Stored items

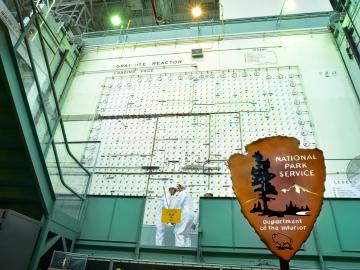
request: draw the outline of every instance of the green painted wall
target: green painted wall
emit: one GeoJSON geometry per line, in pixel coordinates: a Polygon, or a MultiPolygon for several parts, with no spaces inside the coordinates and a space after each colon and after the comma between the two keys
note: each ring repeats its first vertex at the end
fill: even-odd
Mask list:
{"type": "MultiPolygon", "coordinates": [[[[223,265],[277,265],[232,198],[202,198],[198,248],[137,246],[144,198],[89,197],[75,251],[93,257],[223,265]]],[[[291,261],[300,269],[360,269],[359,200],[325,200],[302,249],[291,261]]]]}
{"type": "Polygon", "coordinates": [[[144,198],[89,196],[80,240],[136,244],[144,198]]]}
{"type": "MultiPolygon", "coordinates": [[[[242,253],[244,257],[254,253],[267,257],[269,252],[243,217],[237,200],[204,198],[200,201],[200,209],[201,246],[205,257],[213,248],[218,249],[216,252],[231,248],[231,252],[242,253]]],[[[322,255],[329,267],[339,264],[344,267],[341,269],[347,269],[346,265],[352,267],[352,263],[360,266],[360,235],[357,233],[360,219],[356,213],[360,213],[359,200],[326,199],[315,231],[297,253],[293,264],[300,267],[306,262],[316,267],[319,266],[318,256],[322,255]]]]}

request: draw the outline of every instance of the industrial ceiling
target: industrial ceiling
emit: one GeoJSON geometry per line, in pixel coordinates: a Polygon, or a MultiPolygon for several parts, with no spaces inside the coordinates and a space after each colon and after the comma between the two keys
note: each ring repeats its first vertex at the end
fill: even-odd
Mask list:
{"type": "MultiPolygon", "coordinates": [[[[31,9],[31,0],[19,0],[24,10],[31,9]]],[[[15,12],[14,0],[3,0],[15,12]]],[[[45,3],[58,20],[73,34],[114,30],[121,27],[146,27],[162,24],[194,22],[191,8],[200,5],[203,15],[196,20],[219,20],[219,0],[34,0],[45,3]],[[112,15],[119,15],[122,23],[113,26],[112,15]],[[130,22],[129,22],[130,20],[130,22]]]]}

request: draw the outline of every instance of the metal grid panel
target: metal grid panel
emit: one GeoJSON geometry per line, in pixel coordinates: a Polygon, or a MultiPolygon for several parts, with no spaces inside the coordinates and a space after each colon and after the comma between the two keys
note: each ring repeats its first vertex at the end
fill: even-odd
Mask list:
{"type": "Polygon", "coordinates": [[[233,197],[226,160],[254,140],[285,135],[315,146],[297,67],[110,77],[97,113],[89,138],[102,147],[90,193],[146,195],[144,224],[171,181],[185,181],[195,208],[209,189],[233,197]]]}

==

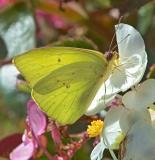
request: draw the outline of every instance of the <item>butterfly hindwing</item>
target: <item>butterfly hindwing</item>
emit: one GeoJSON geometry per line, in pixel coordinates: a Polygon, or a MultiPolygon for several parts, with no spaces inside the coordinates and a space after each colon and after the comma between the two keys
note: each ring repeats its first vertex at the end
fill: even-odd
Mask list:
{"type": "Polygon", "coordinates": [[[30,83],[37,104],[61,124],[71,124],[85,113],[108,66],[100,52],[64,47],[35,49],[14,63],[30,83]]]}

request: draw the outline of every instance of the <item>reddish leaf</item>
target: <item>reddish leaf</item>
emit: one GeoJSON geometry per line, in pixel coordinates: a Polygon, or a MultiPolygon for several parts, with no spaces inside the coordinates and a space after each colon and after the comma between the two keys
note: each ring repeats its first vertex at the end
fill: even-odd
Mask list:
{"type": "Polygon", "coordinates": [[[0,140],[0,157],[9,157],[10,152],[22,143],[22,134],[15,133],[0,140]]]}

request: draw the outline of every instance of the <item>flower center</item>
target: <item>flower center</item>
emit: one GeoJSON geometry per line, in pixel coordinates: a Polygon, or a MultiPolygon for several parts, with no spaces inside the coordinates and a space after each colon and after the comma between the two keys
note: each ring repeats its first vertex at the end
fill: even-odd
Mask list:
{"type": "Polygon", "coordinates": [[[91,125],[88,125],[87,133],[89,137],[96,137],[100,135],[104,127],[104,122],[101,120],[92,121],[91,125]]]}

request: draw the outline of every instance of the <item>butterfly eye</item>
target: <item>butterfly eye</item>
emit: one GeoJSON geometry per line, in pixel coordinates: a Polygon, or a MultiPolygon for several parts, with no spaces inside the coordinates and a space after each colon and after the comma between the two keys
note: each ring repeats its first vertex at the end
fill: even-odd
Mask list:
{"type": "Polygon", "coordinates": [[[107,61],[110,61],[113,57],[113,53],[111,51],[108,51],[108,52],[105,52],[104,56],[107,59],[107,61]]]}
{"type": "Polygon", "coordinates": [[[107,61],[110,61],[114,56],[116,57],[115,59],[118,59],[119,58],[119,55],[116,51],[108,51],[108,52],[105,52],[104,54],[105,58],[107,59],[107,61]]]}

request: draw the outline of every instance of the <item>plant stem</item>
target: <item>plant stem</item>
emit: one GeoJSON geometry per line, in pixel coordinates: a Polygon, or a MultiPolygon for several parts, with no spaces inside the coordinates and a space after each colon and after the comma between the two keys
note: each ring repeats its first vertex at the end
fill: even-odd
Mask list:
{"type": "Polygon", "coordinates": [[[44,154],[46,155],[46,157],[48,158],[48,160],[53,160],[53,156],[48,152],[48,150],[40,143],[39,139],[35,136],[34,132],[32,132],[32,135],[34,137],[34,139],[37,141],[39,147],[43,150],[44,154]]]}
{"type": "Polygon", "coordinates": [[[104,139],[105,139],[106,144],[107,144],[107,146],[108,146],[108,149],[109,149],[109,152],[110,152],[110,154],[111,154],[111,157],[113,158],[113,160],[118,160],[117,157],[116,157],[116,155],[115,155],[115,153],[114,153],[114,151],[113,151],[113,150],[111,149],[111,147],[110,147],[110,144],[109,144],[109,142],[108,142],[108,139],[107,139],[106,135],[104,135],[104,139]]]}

◆ Exercise: Please transcribe only the lines in the records above running from the line that has "request: draw the outline of every instance of the green" through the line that has "target: green painted wall", both included, exactly as they appear.

◆ Response below:
request: draw the outline of every instance of the green painted wall
target: green painted wall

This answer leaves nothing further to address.